Directions: Rewrite every line of the records below as a Markdown table with two columns, Row and Line. Put the row number under Row and the line itself under Line, and leave out blank lines.

Records for the task:
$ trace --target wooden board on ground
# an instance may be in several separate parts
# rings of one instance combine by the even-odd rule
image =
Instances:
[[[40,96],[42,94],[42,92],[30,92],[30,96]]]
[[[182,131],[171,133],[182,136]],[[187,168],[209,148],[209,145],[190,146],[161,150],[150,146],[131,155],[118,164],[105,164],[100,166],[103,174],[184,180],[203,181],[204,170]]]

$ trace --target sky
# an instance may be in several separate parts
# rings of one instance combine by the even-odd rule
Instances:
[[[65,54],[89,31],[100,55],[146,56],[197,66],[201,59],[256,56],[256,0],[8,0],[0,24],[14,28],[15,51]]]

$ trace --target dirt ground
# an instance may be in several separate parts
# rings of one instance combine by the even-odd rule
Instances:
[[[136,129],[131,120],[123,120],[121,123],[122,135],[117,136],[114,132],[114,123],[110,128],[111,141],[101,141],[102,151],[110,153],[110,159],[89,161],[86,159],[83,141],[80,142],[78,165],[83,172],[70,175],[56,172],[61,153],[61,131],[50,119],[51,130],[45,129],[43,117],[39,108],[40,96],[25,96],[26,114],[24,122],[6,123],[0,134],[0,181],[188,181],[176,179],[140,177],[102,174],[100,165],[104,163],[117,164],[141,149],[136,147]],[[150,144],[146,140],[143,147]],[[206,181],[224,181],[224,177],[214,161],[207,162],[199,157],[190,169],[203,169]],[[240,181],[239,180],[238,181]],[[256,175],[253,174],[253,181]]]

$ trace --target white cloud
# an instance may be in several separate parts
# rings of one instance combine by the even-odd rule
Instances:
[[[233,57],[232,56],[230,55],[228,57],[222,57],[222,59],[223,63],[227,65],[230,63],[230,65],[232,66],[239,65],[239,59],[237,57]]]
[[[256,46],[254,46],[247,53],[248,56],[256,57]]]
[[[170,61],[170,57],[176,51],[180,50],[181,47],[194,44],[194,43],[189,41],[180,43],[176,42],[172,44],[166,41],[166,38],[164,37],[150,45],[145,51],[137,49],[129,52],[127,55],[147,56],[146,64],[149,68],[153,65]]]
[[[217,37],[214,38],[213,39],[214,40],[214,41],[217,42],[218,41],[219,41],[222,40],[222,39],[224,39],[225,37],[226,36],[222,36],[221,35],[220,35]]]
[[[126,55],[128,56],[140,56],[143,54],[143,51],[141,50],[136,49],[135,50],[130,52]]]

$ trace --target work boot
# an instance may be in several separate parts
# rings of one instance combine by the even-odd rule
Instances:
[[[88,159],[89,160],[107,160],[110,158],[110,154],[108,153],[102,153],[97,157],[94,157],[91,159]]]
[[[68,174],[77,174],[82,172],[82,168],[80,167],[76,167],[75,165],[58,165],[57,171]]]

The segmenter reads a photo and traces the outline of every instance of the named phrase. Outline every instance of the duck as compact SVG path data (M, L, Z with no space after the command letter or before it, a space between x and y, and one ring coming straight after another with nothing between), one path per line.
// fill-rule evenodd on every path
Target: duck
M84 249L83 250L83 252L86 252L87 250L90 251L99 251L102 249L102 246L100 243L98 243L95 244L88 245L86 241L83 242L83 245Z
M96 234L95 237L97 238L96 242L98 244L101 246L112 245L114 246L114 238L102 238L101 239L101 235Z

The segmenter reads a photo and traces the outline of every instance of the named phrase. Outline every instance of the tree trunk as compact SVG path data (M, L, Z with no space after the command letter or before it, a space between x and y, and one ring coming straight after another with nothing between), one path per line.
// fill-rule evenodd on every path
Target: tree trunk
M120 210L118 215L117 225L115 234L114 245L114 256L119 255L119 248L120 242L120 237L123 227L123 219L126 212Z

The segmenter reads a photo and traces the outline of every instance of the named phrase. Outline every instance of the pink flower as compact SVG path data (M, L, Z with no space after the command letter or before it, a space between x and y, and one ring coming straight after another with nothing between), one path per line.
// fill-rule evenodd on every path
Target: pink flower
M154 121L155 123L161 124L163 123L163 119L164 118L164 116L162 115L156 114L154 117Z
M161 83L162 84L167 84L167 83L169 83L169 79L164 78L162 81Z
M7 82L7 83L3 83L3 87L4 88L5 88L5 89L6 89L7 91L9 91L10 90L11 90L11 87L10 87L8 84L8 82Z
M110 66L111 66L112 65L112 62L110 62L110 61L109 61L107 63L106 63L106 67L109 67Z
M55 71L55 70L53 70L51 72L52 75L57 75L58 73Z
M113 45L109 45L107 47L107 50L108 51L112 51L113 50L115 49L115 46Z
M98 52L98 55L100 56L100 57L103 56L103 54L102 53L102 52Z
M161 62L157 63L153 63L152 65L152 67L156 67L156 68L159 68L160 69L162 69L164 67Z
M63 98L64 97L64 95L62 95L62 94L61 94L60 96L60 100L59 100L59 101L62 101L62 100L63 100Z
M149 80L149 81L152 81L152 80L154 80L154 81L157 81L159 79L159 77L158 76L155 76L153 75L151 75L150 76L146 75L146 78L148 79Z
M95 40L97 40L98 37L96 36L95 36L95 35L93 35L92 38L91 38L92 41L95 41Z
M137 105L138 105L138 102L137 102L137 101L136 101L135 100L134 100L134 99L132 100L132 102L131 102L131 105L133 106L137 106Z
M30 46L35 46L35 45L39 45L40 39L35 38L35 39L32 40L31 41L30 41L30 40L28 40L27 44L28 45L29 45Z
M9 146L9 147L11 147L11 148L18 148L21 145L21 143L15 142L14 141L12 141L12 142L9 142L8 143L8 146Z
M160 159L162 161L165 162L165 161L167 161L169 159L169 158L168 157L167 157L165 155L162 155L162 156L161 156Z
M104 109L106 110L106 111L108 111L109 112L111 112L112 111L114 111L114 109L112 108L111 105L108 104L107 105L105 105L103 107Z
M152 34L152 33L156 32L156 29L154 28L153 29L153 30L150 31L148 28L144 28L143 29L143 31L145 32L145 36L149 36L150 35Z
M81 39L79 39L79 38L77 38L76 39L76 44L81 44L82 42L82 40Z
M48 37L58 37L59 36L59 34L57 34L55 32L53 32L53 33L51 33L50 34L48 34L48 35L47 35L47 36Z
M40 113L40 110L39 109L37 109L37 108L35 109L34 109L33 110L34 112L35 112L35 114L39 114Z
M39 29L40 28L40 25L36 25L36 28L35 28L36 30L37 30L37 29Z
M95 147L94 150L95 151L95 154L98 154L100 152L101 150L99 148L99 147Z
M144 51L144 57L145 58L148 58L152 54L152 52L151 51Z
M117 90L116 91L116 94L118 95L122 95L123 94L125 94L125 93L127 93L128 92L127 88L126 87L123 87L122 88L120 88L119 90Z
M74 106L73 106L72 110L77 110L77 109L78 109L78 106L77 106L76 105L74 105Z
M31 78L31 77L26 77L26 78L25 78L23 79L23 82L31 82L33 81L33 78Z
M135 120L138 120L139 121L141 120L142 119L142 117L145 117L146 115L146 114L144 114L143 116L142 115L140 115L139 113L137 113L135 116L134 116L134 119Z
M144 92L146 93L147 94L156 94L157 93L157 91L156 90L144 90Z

The reply:
| Row | Line |
|---|---|
| 1 | $ trace --target wooden board on ground |
| 2 | # an instance may be in several separate parts |
| 3 | # rings of one instance combine by the even-odd rule |
| 4 | image = |
| 5 | Instances: |
| 6 | [[[40,96],[42,94],[42,92],[30,92],[30,96]]] |
| 7 | [[[182,131],[171,133],[182,136]],[[187,168],[209,148],[209,145],[190,146],[161,150],[150,146],[131,155],[118,164],[105,164],[100,166],[103,174],[184,180],[203,181],[204,170]]] |
| 8 | $ trace --target sky |
| 9 | # an instance may be in several separate parts |
| 10 | # rings of one instance combine by the even-odd rule |
| 11 | Instances: |
| 12 | [[[65,54],[89,31],[100,55],[146,56],[197,66],[201,59],[256,56],[256,0],[8,0],[0,24],[14,28],[15,51]]] |
| 13 | $ trace --target dirt ground |
| 14 | # an instance may be in several separate parts |
| 15 | # rings of one instance combine by the even-odd rule |
| 16 | Instances: |
| 17 | [[[136,129],[131,120],[123,120],[121,123],[122,135],[117,136],[114,132],[114,123],[110,128],[111,141],[101,141],[102,151],[110,153],[110,159],[89,161],[86,159],[83,141],[80,142],[78,165],[83,172],[70,175],[56,172],[61,153],[61,131],[50,119],[51,130],[45,129],[43,117],[39,108],[40,96],[25,96],[26,114],[24,122],[6,123],[0,134],[0,181],[188,181],[176,179],[140,177],[102,174],[100,165],[104,163],[117,164],[141,149],[136,147]],[[150,144],[146,140],[143,147]],[[206,181],[224,181],[224,177],[214,161],[207,162],[199,157],[190,169],[203,169]],[[240,181],[239,180],[238,181]],[[256,175],[253,174],[253,181]]] |
| 18 | $ trace --target white cloud |
| 19 | # an instance may be in several separate parts |
| 20 | # rings of one instance combine by the even-odd rule |
| 21 | Instances: |
| 22 | [[[233,57],[232,56],[230,55],[228,57],[222,57],[222,59],[223,63],[227,65],[230,63],[230,65],[232,66],[239,65],[239,59],[237,57]]] |
| 23 | [[[256,46],[254,46],[247,53],[248,56],[256,57]]] |
| 24 | [[[170,61],[170,57],[176,51],[180,50],[181,47],[194,44],[194,43],[189,41],[180,43],[176,42],[172,44],[166,41],[166,38],[164,37],[150,45],[145,51],[137,49],[129,52],[127,55],[147,56],[146,64],[149,68],[153,65]]] |
| 25 | [[[217,37],[214,38],[213,39],[214,40],[214,41],[217,42],[218,41],[219,41],[222,40],[222,39],[224,39],[225,37],[226,36],[222,36],[221,35],[220,35]]] |
| 26 | [[[126,55],[128,56],[140,56],[143,54],[143,51],[141,50],[136,49],[135,50],[130,52]]] |
| 27 | $ trace --target work boot |
| 28 | # an instance may be in several separate parts |
| 29 | # rings of one instance combine by the even-odd rule |
| 30 | Instances: |
| 31 | [[[88,159],[89,160],[107,160],[110,158],[110,154],[108,153],[102,153],[97,157],[94,157],[91,159]]] |
| 32 | [[[68,174],[77,174],[82,172],[82,168],[80,167],[76,167],[75,165],[58,165],[57,171]]] |
| 33 | The segmenter reads a photo and traces the outline of every instance of the named phrase. Outline every instance of the duck as compact SVG path data (M, L, Z with no space after the command letter or before it, a space between x and y, and one ring coming straight after another with nothing between), one path per line. |
| 34 | // fill-rule evenodd on every path |
| 35 | Target: duck |
| 36 | M84 249L83 250L83 252L86 252L87 250L90 251L99 251L102 249L102 246L100 243L98 243L95 244L88 245L86 241L83 242L83 245Z |
| 37 | M96 234L95 237L97 238L96 242L98 244L101 246L112 245L114 246L114 238L102 238L101 239L101 235Z |
| 38 | The segmenter reads a photo and traces the outline of every instance of the named phrase. Outline every instance of the tree trunk as compact SVG path data (M, L, Z with no space after the command letter or before it, a space between x and y, and one ring coming straight after another with nothing between), one path per line. |
| 39 | // fill-rule evenodd on every path |
| 40 | Target: tree trunk |
| 41 | M120 210L118 215L117 225L115 234L114 245L114 256L119 255L119 248L120 242L120 237L123 227L123 219L126 212Z |
| 42 | The segmenter reads a photo and traces the outline of every instance of the named phrase. Outline every instance of the pink flower as compact SVG path data (M, L, Z with no space after the command letter or before it, a space between x and y, and one ring coming straight after another with nothing between), one path per line. |
| 43 | // fill-rule evenodd on every path |
| 44 | Target: pink flower |
| 45 | M154 121L155 123L161 124L163 123L163 119L164 118L164 116L162 115L156 114L154 117Z |
| 46 | M161 83L162 84L167 84L167 83L169 83L169 79L164 78L162 81Z |
| 47 | M7 82L7 83L3 83L3 87L4 88L5 88L5 89L6 89L7 91L9 91L10 90L11 90L11 87L10 87L8 84L8 82Z |
| 48 | M110 66L111 66L112 65L112 62L110 62L110 61L109 61L107 63L106 63L106 67L109 67Z |
| 49 | M55 71L55 70L53 70L51 72L52 75L57 75L58 73Z |
| 50 | M113 45L109 45L107 47L107 50L108 51L112 51L113 50L115 49L115 46Z |
| 51 | M98 52L98 55L100 56L100 57L103 56L103 54L102 53L102 52Z |
| 52 | M161 62L157 63L153 63L152 65L152 67L156 67L156 68L159 68L160 69L162 69L164 67Z |
| 53 | M63 98L64 97L64 95L62 95L62 94L61 94L60 96L60 100L59 100L59 101L62 101L62 100L63 100Z |
| 54 | M149 80L149 81L152 81L152 80L154 80L154 81L157 81L159 79L159 77L158 76L155 76L153 75L151 75L150 76L146 75L146 78L148 79Z |
| 55 | M95 40L97 40L98 37L96 36L95 36L95 35L93 35L92 38L91 38L92 41L95 41Z |
| 56 | M137 105L138 105L138 102L137 102L137 101L136 101L135 100L134 100L134 99L132 100L132 102L131 102L131 105L133 106L137 106Z |
| 57 | M30 46L35 46L35 45L39 45L40 39L35 38L35 39L32 40L31 41L30 41L30 40L28 40L27 44L28 45L29 45Z |
| 58 | M9 146L9 147L11 147L11 148L18 148L21 145L21 143L15 142L14 141L12 141L12 142L9 142L8 143L8 146Z |
| 59 | M160 159L162 161L165 162L165 161L167 161L169 159L169 158L168 157L167 157L165 155L162 155L162 156L161 156Z |
| 60 | M104 109L106 110L106 111L108 111L109 112L111 112L112 111L114 111L114 109L112 108L111 105L108 104L107 105L105 105L103 107Z |
| 61 | M152 34L152 33L156 32L156 29L154 28L153 29L153 30L150 31L148 28L144 28L143 29L143 31L145 32L145 36L149 36L150 35Z |
| 62 | M81 39L79 39L79 38L77 38L76 39L76 44L81 44L82 42L82 40Z |
| 63 | M48 37L58 37L59 36L59 34L57 34L55 32L53 32L53 33L51 33L50 34L48 34L48 35L47 35L47 36Z |
| 64 | M40 113L40 110L39 109L37 109L37 108L35 109L34 109L33 110L34 112L35 112L35 114L39 114Z |
| 65 | M39 29L40 28L40 25L36 25L36 28L35 28L36 30L37 30L37 29Z |
| 66 | M95 147L94 150L95 151L95 154L98 154L100 152L101 150L99 148L99 147Z |
| 67 | M144 51L144 57L145 58L148 58L152 54L152 52L151 51Z |
| 68 | M117 90L116 91L116 94L118 95L122 95L123 94L125 94L125 93L127 93L128 92L127 88L126 87L123 87L122 88L120 88L119 90Z |
| 69 | M74 106L73 106L72 110L77 110L77 109L78 109L78 106L77 106L76 105L74 105Z |
| 70 | M31 78L31 77L26 77L26 78L25 78L23 79L23 82L31 82L33 81L33 78Z |
| 71 | M135 120L138 120L139 121L141 120L142 119L142 117L145 117L146 115L146 114L144 114L143 116L142 115L140 115L139 113L137 113L135 116L134 116L134 119Z |
| 72 | M144 92L146 93L147 94L156 94L157 93L157 91L156 90L144 90Z |